** start of DATASET **

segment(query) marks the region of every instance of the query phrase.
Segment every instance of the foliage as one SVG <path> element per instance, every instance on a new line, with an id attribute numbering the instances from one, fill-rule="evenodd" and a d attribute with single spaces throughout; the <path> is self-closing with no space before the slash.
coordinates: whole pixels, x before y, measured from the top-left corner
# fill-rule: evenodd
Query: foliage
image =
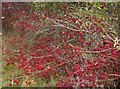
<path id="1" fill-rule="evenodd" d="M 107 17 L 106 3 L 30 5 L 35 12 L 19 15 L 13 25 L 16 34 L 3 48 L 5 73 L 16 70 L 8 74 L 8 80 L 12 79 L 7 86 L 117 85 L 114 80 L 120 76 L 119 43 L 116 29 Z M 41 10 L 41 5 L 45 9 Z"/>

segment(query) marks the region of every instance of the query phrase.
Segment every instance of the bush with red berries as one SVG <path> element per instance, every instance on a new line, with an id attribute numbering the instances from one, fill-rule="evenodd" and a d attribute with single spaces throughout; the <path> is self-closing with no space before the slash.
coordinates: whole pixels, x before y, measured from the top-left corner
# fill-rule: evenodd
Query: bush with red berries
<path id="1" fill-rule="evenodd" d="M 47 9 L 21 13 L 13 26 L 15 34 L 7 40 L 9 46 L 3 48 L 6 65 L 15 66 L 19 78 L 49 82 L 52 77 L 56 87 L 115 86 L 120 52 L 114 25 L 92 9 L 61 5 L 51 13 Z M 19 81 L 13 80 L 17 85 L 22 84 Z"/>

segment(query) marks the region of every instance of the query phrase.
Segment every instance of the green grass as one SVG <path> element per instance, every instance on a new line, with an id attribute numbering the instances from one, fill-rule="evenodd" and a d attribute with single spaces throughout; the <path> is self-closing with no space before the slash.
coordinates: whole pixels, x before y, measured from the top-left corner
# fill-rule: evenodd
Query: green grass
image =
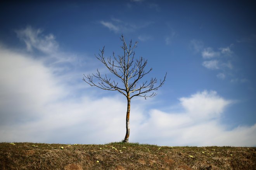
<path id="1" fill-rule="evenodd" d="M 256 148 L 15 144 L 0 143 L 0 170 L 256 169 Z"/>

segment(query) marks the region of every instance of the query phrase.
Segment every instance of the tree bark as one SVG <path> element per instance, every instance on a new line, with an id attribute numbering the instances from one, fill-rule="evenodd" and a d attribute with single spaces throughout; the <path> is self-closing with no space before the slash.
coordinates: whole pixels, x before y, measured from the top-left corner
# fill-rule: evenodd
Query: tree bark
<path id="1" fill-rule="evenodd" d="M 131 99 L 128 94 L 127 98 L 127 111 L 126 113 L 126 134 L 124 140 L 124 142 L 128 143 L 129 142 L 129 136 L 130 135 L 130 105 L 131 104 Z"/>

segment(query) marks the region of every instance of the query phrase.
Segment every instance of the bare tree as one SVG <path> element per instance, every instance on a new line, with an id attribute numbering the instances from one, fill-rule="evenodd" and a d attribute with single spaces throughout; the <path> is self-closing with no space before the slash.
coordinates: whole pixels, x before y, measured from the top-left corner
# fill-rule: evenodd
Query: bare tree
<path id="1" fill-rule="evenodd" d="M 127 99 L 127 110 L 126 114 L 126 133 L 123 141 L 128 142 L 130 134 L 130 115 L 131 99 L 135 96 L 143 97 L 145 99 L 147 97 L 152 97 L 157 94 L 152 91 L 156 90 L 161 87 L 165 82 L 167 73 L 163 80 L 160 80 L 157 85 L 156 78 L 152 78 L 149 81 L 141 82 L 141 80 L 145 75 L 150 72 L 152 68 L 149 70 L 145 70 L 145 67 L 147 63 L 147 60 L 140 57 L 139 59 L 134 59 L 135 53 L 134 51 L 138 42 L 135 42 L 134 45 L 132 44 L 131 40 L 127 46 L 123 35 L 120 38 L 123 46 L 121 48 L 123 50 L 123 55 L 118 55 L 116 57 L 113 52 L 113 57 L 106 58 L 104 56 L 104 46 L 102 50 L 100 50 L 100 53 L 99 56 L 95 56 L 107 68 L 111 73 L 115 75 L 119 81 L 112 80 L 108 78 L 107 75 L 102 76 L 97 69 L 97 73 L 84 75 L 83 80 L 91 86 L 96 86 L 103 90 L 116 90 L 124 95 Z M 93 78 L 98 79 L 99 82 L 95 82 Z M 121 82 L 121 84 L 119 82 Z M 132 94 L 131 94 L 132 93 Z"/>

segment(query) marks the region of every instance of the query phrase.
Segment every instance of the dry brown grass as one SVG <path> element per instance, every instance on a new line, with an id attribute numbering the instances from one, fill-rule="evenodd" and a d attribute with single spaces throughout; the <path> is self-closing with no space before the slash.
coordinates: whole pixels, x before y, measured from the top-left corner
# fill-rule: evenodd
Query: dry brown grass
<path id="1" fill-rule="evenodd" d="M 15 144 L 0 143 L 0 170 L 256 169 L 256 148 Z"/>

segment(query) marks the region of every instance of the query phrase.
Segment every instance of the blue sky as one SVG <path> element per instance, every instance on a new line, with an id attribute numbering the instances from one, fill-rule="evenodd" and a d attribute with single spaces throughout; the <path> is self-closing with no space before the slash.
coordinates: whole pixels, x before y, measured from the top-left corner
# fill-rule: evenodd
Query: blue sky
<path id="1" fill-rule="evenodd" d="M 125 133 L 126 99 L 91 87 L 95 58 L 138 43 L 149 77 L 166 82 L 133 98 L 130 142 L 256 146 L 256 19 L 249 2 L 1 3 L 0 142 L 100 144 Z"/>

** end of DATASET **
** start of DATASET **

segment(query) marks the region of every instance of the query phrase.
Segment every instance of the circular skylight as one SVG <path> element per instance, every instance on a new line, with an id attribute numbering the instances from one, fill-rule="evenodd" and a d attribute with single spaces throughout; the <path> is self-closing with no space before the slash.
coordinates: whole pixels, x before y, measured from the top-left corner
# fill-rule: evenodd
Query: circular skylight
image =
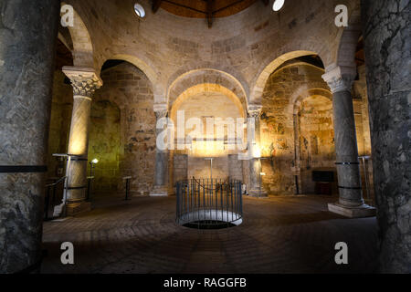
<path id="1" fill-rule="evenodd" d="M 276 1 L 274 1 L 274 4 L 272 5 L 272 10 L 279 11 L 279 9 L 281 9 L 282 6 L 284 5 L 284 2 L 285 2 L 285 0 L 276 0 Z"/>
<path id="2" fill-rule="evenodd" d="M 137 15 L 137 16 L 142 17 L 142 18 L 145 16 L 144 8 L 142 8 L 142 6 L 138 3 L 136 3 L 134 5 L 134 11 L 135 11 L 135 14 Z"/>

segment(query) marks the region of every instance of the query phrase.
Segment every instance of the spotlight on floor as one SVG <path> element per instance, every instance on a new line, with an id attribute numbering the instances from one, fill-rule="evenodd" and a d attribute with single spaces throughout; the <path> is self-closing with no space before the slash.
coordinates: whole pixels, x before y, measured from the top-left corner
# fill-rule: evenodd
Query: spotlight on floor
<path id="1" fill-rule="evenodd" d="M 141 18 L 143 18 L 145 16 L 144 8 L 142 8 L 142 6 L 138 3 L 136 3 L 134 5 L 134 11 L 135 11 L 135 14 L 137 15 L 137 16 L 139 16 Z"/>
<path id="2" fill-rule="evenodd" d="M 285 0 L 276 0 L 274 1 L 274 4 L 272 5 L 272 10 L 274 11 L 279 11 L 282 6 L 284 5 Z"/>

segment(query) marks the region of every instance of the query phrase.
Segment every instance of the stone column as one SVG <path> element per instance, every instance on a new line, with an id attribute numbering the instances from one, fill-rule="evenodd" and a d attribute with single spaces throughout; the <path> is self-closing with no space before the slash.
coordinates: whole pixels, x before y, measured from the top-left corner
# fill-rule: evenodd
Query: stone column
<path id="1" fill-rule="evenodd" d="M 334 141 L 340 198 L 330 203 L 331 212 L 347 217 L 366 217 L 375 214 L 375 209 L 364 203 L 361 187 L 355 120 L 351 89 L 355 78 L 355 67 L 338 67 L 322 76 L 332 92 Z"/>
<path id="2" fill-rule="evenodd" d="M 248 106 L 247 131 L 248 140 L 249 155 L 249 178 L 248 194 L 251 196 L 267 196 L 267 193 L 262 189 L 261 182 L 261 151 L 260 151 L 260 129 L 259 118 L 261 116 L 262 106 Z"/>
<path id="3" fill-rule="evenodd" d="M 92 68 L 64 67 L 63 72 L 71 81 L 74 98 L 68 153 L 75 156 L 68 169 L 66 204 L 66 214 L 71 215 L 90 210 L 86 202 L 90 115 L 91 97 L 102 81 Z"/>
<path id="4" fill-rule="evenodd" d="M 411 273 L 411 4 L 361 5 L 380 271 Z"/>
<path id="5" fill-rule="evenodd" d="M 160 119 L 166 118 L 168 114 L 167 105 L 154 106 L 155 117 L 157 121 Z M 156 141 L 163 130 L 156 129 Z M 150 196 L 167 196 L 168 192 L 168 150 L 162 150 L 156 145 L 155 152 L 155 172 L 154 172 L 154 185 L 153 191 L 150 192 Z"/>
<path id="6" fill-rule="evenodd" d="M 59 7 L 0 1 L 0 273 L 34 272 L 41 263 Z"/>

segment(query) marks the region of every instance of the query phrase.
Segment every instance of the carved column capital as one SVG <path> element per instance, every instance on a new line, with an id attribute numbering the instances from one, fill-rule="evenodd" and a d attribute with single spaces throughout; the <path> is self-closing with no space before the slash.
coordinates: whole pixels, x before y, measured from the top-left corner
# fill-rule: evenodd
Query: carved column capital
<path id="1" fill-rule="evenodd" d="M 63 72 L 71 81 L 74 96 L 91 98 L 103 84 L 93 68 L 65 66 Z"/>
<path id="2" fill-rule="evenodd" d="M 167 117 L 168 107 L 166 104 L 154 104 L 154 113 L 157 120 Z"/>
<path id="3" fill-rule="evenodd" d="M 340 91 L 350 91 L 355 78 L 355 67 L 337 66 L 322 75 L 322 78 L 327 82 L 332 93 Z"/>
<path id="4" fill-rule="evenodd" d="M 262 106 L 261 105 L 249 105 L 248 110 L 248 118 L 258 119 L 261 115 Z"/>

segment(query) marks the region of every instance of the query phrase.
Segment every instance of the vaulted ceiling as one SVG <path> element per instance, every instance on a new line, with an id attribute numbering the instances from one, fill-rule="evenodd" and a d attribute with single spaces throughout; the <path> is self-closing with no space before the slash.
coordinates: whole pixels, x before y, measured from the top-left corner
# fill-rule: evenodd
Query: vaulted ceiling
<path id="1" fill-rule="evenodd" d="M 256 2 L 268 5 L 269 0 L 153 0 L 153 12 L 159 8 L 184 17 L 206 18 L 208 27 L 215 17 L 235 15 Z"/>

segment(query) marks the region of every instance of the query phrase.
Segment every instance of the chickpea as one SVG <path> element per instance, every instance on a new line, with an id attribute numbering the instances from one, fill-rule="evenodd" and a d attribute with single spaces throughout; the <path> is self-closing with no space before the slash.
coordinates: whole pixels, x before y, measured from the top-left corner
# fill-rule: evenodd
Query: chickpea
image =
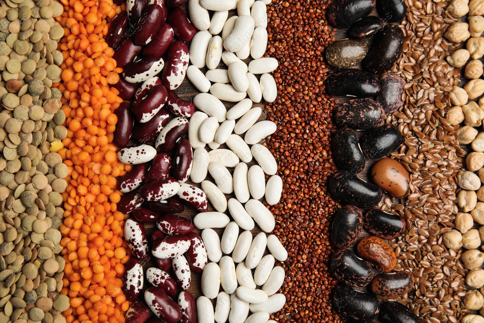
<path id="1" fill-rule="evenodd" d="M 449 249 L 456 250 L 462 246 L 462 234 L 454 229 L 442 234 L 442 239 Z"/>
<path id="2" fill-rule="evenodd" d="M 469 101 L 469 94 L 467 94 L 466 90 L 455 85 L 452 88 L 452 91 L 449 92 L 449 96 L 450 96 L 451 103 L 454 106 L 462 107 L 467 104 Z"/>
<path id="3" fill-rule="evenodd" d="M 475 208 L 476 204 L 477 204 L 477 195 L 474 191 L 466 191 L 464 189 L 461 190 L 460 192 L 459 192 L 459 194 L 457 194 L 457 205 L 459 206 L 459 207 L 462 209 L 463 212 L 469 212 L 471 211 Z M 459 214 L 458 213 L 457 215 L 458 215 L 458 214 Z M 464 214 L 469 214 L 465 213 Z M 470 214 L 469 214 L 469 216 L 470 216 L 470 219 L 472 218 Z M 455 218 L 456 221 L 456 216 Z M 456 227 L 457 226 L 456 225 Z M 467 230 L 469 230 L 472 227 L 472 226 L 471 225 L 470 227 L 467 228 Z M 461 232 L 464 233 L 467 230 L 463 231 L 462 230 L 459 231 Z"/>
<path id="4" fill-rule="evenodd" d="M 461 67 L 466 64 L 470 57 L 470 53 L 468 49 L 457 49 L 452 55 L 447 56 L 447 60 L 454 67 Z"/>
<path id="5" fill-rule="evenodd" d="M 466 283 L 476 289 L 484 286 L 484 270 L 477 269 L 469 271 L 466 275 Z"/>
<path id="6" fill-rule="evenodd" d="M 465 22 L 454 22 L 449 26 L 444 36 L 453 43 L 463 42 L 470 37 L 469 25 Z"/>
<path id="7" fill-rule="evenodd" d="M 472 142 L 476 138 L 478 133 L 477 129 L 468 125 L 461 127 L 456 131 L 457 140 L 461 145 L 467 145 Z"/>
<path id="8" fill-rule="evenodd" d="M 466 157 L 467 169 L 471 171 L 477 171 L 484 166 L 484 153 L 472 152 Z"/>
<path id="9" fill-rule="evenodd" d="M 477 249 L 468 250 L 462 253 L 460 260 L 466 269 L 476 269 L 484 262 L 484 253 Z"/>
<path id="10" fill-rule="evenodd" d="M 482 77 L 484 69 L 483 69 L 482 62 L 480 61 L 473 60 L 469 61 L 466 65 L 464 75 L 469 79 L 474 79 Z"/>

** end of DATASET **

> _TASK BRIEF_:
Count the lines in the records that contain the word "blue", with case counting. Give only the number.

> _FINISHED ANSWER_:
2